- [Verilen metin]
Hayatımızın en çaresiz anlarında tüm sözcükler gider bir sözcük kalır geriye “ anne ”... Her şey bittiğinde yürek başladığı yere döner; anneye... İşte tam da bu yüzden özel günler arasında öyle özel bir gün var ki; “Anneler Günü”, yıl boyunca kutlanan özel günlerin en değerli günüdür.

Bu özel günün annelerin sizin için ne kadar değerli olduklarını unutturmamak için önemli olduğunu belirtmekte yarar var. Annelerimizin emeklerini düşünürsek her günü Anneler Günü gibi yaşamak gerekiyor.

Korona virüs nedeniyle yaşamımızdaki önceliklerin, tüketim alışkanlıklarımızın değiştiği bugünlerde her birimiz için sevdiklerimizin sağlığı ve gerçek mutluluğun zihnimizdeki önemi de kat kat arttı.

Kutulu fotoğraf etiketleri

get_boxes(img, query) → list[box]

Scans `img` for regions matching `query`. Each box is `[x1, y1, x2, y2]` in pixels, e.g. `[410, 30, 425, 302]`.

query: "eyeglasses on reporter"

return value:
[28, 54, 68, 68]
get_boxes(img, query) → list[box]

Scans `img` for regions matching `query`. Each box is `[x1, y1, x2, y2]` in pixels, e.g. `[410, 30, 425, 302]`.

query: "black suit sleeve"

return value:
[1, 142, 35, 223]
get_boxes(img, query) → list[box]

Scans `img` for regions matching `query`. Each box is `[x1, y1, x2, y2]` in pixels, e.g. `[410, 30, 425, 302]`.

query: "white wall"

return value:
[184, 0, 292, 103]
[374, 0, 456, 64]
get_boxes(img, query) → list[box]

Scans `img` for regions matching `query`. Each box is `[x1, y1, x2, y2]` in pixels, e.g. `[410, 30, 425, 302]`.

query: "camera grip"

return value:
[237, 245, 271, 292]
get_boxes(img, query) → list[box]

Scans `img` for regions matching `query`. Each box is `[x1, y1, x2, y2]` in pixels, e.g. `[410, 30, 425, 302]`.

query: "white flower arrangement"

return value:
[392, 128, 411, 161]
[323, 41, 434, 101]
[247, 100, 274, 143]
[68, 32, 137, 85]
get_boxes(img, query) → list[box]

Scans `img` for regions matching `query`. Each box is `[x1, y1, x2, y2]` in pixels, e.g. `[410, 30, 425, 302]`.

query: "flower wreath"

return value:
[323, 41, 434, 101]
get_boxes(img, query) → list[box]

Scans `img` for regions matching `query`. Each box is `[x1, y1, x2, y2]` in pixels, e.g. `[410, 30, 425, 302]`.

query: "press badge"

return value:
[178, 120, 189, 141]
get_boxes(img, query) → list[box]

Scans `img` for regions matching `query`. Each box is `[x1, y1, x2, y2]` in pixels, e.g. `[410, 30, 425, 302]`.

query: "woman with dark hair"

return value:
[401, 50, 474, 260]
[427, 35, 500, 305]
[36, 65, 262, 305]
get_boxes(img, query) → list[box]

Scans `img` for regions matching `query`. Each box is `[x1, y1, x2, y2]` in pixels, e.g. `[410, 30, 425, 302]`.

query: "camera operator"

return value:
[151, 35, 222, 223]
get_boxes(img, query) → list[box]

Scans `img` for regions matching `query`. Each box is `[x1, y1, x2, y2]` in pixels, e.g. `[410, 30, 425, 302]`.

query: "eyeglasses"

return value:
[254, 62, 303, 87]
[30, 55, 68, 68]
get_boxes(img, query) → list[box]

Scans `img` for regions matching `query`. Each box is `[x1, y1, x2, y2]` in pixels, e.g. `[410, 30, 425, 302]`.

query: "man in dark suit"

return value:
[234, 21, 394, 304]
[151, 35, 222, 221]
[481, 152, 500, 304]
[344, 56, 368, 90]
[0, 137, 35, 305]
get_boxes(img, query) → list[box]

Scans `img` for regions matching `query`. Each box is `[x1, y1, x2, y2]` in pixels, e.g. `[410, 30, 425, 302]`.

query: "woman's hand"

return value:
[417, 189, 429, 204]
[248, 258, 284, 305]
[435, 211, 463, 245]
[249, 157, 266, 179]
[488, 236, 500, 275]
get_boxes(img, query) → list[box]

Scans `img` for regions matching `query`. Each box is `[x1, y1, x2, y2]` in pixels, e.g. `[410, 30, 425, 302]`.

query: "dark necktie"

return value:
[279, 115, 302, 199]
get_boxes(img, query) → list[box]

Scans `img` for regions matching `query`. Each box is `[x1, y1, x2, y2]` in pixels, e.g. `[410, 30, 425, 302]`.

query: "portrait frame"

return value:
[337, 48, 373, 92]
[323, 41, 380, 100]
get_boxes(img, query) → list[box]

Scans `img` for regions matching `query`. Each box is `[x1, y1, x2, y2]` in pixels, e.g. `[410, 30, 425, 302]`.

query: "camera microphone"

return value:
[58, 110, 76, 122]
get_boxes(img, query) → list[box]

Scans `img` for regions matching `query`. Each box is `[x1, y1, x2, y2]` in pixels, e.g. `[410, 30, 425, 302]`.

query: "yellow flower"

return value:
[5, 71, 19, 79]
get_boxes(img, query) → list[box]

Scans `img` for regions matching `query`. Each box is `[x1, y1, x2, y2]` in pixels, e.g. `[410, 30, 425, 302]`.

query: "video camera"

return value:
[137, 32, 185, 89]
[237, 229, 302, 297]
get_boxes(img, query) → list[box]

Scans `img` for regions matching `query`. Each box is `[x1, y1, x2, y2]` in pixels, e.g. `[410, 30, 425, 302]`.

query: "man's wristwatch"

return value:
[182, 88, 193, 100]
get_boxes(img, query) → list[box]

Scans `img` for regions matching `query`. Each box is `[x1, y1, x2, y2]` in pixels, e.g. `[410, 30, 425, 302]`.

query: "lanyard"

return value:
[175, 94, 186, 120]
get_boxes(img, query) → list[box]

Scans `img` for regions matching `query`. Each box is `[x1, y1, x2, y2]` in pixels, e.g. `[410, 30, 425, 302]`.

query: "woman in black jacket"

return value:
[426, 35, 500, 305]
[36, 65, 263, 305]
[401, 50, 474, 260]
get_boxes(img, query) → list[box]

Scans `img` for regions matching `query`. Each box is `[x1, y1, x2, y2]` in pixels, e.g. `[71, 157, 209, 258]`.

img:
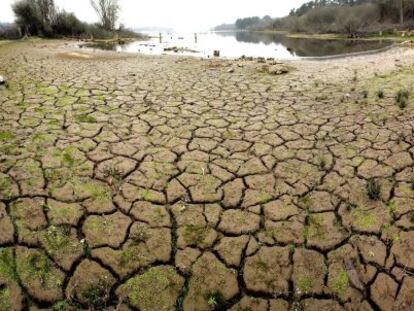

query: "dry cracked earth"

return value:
[0, 41, 414, 311]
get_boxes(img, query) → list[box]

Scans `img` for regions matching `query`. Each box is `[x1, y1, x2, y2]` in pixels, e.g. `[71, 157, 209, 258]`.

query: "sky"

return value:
[0, 0, 307, 31]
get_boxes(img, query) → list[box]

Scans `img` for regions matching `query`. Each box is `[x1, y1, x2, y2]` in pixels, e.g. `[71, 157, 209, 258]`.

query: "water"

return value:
[82, 32, 391, 60]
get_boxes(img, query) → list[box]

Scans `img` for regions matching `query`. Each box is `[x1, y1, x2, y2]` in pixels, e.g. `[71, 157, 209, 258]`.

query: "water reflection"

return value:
[225, 32, 391, 57]
[80, 32, 390, 59]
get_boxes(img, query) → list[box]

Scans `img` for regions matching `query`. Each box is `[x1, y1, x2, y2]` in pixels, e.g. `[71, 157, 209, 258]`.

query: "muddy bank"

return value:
[0, 41, 414, 311]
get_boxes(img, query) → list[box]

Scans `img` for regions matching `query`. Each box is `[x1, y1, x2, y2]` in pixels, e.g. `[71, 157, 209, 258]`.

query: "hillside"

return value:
[217, 0, 414, 35]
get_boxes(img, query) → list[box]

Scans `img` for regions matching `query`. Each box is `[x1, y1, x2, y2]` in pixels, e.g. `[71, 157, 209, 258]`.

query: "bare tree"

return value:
[90, 0, 120, 31]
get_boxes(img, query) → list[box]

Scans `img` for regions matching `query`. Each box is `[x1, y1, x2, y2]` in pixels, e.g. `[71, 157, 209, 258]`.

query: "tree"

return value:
[90, 0, 120, 31]
[12, 0, 56, 35]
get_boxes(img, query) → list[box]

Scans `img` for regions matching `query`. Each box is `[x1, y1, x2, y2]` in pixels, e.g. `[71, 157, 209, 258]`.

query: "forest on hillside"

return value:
[216, 0, 414, 35]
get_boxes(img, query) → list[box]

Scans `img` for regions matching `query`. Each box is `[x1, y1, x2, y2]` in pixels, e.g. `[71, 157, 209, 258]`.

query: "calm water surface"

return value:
[82, 32, 391, 59]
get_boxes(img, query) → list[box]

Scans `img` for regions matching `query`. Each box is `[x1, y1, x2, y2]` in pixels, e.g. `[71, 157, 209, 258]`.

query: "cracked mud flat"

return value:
[0, 41, 414, 311]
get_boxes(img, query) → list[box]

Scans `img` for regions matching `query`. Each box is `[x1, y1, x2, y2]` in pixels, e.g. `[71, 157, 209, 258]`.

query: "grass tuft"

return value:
[366, 178, 381, 201]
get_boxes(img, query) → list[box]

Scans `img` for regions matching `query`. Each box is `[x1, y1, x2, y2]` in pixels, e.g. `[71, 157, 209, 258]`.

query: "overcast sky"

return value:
[0, 0, 307, 30]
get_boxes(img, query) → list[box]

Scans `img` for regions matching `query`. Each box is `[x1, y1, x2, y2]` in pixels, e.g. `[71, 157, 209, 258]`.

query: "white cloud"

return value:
[0, 0, 306, 30]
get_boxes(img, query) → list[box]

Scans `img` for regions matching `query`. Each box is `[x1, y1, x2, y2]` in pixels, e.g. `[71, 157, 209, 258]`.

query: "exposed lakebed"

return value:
[83, 32, 391, 60]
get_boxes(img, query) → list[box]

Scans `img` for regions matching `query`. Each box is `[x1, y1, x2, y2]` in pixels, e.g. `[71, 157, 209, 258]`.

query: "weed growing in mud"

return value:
[206, 291, 226, 311]
[297, 275, 313, 294]
[0, 248, 17, 280]
[80, 281, 107, 310]
[103, 166, 123, 186]
[0, 131, 14, 142]
[410, 211, 414, 223]
[0, 285, 11, 311]
[75, 114, 97, 123]
[44, 226, 70, 254]
[52, 300, 76, 311]
[329, 269, 349, 299]
[377, 90, 384, 99]
[366, 178, 381, 201]
[387, 200, 397, 216]
[395, 89, 410, 109]
[362, 90, 368, 99]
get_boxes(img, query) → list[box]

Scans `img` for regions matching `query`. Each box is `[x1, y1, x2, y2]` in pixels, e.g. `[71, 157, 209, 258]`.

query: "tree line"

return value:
[0, 0, 136, 38]
[226, 0, 414, 35]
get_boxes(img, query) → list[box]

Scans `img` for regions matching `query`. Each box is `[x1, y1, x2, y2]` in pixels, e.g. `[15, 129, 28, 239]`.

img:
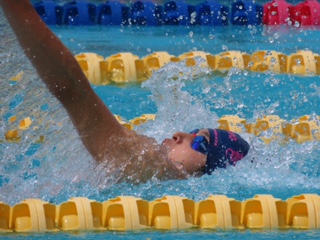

- [Yönerge 1] Anneler Günü metninde "Hayatımızın en çaresiz" kısmından "en değerli günüdür." kısmına kadar ne varsa kelimesi kelimesine yeniden yaz.
- [Yönerge 2] Kayıtlarda "eyeglasses" sözcüğünü içeren satırların hepsini sırala. Büyük ve küçük harf farkı önemli.

- [Yazılı yanıt 1]
Hayatımızın en çaresiz anlarında tüm sözcükler gider bir sözcük kalır geriye “ anne ”... Her şey bittiğinde yürek başladığı yere döner; anneye... İşte tam da bu yüzden özel günler arasında öyle özel bir gün var ki; “Anneler Günü”, yıl boyunca kutlanan özel günlerin en değerli günüdür.

- [Yazılı yanıt 2]
query: "eyeglasses on reporter"
query: "eyeglasses"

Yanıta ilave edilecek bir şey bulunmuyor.